## Exercise inputs
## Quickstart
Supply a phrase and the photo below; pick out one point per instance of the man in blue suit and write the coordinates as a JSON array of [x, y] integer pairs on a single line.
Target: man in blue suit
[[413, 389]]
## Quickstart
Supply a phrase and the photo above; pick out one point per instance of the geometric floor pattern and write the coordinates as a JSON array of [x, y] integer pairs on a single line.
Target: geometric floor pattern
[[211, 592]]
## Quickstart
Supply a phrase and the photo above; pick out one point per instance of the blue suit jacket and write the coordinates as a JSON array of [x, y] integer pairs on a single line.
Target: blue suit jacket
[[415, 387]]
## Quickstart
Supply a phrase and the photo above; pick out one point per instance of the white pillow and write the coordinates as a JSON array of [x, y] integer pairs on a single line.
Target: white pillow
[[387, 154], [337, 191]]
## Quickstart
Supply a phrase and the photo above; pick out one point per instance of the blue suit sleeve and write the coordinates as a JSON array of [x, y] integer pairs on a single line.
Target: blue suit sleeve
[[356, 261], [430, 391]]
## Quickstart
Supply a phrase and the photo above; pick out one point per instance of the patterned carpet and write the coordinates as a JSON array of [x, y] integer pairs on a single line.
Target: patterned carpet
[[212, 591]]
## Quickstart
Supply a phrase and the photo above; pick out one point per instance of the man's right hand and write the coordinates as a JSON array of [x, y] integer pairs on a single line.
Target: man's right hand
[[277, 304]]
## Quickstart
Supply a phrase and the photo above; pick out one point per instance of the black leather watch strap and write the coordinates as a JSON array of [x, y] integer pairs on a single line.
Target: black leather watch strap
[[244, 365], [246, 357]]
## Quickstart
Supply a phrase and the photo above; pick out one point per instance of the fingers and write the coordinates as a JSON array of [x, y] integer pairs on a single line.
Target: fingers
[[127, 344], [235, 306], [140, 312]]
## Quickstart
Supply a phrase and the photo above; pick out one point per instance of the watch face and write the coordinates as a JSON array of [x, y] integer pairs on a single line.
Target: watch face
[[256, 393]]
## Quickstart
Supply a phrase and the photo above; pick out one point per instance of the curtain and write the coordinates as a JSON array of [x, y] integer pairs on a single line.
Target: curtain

## Problem to solve
Reproduce all of the records above, replacing "single line" with "one line" wherever it occurs and leaving everything else unchanged.

## Exercise response
## Quickstart
Supply a phrase and the photo below; pick out one point per instance of the man in blue suit and write the coordinates as a JSON array of [x, y] integer pairs on a one line.
Target: man in blue suit
[[413, 389]]
## Quickstart
Supply a phrase and the photo above; pick out one point per instance of the geometric floor pattern and write the coordinates as a JSON array of [x, y] integer pairs on a one line.
Target: geometric floor pattern
[[211, 592]]
## Quickstart
Supply a phrase and the photo above; pick out one point per instance of the blue suit jacket and write the coordinates as a JSON array of [x, y] integer pairs on a one line.
Target: blue suit jacket
[[415, 387]]
## Quickstart
Supply a phrase and the photo above; pick out one point per instance of the white pillow and write the coordinates as a JSON array of [x, y] integer pairs on a one line.
Target: white pillow
[[387, 154], [337, 191]]
## Quickstart
Supply a phrase and the photo above; pick out one point per instance of the blue suit sleeve and write the coordinates as a JSON array of [x, y] integer pairs on a one line.
Target: blue suit sleeve
[[356, 261], [430, 391]]
## Quickstart
Supply a phrase and the photo above; pick out one point per instance of the patterned carpet and write the coordinates as a JSON array of [x, y] integer pairs on a one line.
Target: patterned carpet
[[212, 591]]
## Quickstart
Supply a phrase and the photo above; pick out one point per instance of the man's right hand and write the coordinates as a JSON array of [x, y] integer pairs on a one line.
Target: man's right hand
[[277, 304]]
## Quickstart
Supply a phrase and the photo above; pick out one point per instance of the black leather watch strap and write the coordinates as a JSON array of [x, y] integer pairs on a one line.
Target: black leather watch strap
[[244, 365], [246, 357]]
## Quickstart
Supply a phrase and the photo above; pick out one point per instance of the fingers and write the coordinates as a JSON array of [x, y] integer pairs on a one line.
Target: fingers
[[127, 344], [235, 306], [140, 312]]
## Quickstart
Supply a phrase and the photo above; pick out one point per instance of the watch face and write the coordinates as a JSON array of [x, y] integer pairs on a one line.
Target: watch face
[[256, 393]]
## Quickstart
Supply a phrase and the photo above; pick out one point per instance of the curtain and write the coordinates as a JSON array of [x, y] integer pairs on a one line.
Target: curtain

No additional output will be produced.